| YOUR TASK |
A word-for-word repetition of the records beneath this task is the expected answer.

======== DATA TO USE ========

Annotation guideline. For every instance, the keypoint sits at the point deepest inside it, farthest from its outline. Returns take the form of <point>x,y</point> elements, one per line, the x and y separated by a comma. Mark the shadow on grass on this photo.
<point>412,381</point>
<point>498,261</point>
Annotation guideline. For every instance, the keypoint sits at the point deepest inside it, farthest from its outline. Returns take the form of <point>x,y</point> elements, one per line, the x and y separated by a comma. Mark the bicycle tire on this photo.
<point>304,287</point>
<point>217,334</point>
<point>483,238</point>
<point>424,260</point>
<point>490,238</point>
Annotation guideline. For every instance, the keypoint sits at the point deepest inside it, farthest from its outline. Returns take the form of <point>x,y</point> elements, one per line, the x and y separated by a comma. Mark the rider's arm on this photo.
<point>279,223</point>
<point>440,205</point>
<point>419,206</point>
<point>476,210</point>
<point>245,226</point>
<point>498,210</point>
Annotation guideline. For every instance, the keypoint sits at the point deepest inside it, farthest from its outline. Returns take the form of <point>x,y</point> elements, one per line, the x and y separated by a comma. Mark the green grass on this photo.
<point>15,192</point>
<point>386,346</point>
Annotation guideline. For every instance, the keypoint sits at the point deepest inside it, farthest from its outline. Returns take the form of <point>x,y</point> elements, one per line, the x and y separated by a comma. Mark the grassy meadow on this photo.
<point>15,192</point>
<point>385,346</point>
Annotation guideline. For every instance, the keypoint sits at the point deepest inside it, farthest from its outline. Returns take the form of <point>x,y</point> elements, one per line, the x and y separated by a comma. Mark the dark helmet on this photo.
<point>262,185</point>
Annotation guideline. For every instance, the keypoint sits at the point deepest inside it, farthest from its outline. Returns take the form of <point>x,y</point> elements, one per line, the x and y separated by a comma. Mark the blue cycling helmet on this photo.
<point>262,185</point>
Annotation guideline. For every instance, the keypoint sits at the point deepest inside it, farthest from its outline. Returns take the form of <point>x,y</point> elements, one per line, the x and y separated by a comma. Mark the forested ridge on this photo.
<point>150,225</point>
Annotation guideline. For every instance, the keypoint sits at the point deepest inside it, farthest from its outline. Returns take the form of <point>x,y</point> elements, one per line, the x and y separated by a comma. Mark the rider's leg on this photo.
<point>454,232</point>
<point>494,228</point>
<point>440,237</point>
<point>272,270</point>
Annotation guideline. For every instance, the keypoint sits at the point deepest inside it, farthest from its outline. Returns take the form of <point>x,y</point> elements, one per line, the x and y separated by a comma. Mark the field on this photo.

========

| EXERCISE RESPONSE |
Annotation guideline. For every instance, the keypoint sits at the point deepest inside it, farthest from its outline. Returns take the form of <point>x,y</point> elements, one per line, the x and y separated by a comma. Mark the shadow on grass on this photo.
<point>412,381</point>
<point>498,261</point>
Annotation guideline. For every instance, the keypoint sits at the point deepest inside it, farthest from its outline. Returns take the form of <point>x,y</point> elements, one per line, the x and y separated by a comma. Mark the bicycle tire on this photo.
<point>304,287</point>
<point>217,334</point>
<point>483,238</point>
<point>424,260</point>
<point>490,238</point>
Annotation guideline. For every instance, the keypoint sits at the point deepest inside it, farthest from its outline. Returns take the form of <point>x,y</point> elements, one per line, the x and y separated by a comma. Mark the rider's arm on this photo.
<point>279,223</point>
<point>440,205</point>
<point>419,206</point>
<point>476,210</point>
<point>245,226</point>
<point>498,210</point>
Annotation guideline. For every instance, the keypoint sits at the point deepest inside it, farthest from its outline. Returns take the form of <point>x,y</point> elements, one per line, the x and y separated by a comma. Mark the green grass on this photo.
<point>15,192</point>
<point>386,346</point>
Annotation guideline. For every instance, the keypoint sits at the point deepest inside it, farthest from its outline. Returns take the form of <point>x,y</point> elements, one per line, the x and y separated by a comma. Mark the grassy meadow on this photo.
<point>15,192</point>
<point>385,346</point>
Annotation guideline. For every instance, the keypoint sits at the point deepest inside it, farthest from its outline. Returns take the form of <point>x,y</point> elements, one per line, the x and y separated by a comma. Mark the dark helmet on this photo.
<point>262,185</point>
Annotation guideline. For every instance, the keypoint sits at the point deepest inside it, farthest from its outline. Returns take the form of <point>x,y</point> elements, one per line, the x and y separated by a comma. Mark the blue cycling helmet on this photo.
<point>262,185</point>
Annotation guideline. For every instance, the keypoint sits at the point deepest inside it, farthest from its outline. Returns take the form of <point>x,y</point> elements, one per line, the x and y separated by a comma. Mark the forested ridge on this photo.
<point>150,225</point>
Annotation guideline. For every instance, the keypoint sits at the point deepest inside it, farthest from its outline. Returns take the form of <point>x,y</point> elements, one per line, the x and y separated by a comma. Mark the rider's leg on this photo.
<point>454,232</point>
<point>494,228</point>
<point>440,237</point>
<point>272,270</point>
Annotation guideline. For every instance, the keypoint sits at the point deepest inside it, farthest from its outline. Returns take the form of <point>x,y</point> elements, one per line, the x and y separated by a comma. Mark the field on this photo.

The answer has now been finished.